Trecho da fonte
====

Lá se vão alguns milhões de anos de quando aquele macaco jogou o osso pra cima e a música do 2001: Uma Odisséia no Espaço começou a ecoar pelos quatro cantos do planeta. Deduzo que Stanley Kubrick quis dizer que a música do Richard Strauss foi o primeiro hit que tocou por aí. Mas até esse domingo à noite, pelo menos, nenhuma ranhura rupestre fazendo menção a um top 100 da Era Paleozóica foi descoberta. Digo que, fosse eu um homem de Cro-Magnon nos dias atuais, deixaria para a posteridade nas paredes das cavernas a experiência que é assistir a um show qualquer de rock em uma reles cidade do interior. Sobretudo de bandinha cover. Sobretudo em Jundiaí.

Um fim de semana desses fui assistir ao show de um cover do Jimmi Hendrix, o que considerei uma experiência antropológica de vasto teor arquetipico. Junto dos nativos habituês do recinto, eu, esse candidato a Hans Staden musical.

Espalhados pelos cantos do ambiente, sobretudo as pilastradas, alguns trintões e quarentões vestidos de preto franziam a testa, com claro objetivo de parecerem maus. Na minha humilde visão antropológica, deduzi que fazem parte de uma espécie de roqueiro frustrado. "Eu não fui o roqueiro que achava que seria quando me olhava no espelho aos 15 anos. Logo, franzo a testa pra ficar com cara de mau". Ainda não compreendo essa relação, assim como não entendi essa fixação pelas pilastras do recinto.

Em grupos, de frente pra banda que ia tocar, os cabeludos e espinhentos de 15 a 18 anos. Melenas flertando com os quadris e aquela barba adolescente que ainda não é barba, e sim penugem. Camisas pretas fazendo referência a Ramones, Stratovarius Vision, Type O Negative e, é claro, Metallica. Mais clichê que isso, só avó dizendo pra não esquecer o guarda-chuva ao sair de casa.

E tem os fãs do Raul Seixas. Porque existe no mundo mais fã do Raul Seixas do que a aids e o refrigerente juntos, só pra usar uma expressão falconiana. Mas disso eu falo mais para baixo.

Quando todos estão devidamente entupidos de maconha barata e cerveja Cintra morna, eis que surge o tal cover do Jimmi Hendrix, que nada mais era um sósia do Vampeta, ex-jogador do Curíntia, com uma bandana na cabeça. Quando ele subiu no palco, o antropólogo aqui cometeu um erro grave, pelo qual a academia jamais me perdoaria: influenciei os nativos objetos de meu estudo. Em outras palavras, apontei o dedão pro ilustre e gritei:

- HEY, O JIMMI HENDRIX É O VAMPETA!

Umas dez ou quinze pessoas que estavam ao meu lado acharam simpático esse epíteto, e passaram a usá-lo com freqüência durante o show. E quando o nosso amigo terminou a interpretação vampêtica de Are You Experienced?, um coro se destacou:

- U, JIMMI PETA!! U, JIMMI PETA!! U, JIMMI PETA!!

====

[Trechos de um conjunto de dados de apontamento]
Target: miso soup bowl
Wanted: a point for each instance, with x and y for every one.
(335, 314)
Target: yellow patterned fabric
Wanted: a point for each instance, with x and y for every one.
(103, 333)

====

Tarefa curta 1
Digite novamente a crônica sobre o show de rock em Jundiaí, de "Lá se vão alguns" até "Hans Staden musical.".
Tarefa curta 2
Quais pessoas são mencionadas pelo nome na crônica sobre o show de rock em Jundiaí? Liste todas.
Os registros não têm relação nenhuma com o texto.

Resposta 1
Lá se vão alguns milhões de anos de quando aquele macaco jogou o osso pra cima e a música do 2001: Uma Odisséia no Espaço começou a ecoar pelos quatro cantos do planeta. Deduzo que Stanley Kubrick quis dizer que a música do Richard Strauss foi o primeiro hit que tocou por aí. Mas até esse domingo à noite, pelo menos, nenhuma ranhura rupestre fazendo menção a um top 100 da Era Paleozóica foi descoberta. Digo que, fosse eu um homem de Cro-Magnon nos dias atuais, deixaria para a posteridade nas paredes das cavernas a experiência que é assistir a um show qualquer de rock em uma reles cidade do interior. Sobretudo de bandinha cover. Sobretudo em Jundiaí.

Um fim de semana desses fui assistir ao show de um cover do Jimmi Hendrix, o que considerei uma experiência antropológica de vasto teor arquetipico. Junto dos nativos habituês do recinto, eu, esse candidato a Hans Staden musical.

Resposta 2
- Stanley Kubrick
- Richard Strauss
- Hans Staden
- Jimmi Hendrix
- Raul Seixas
- Vampeta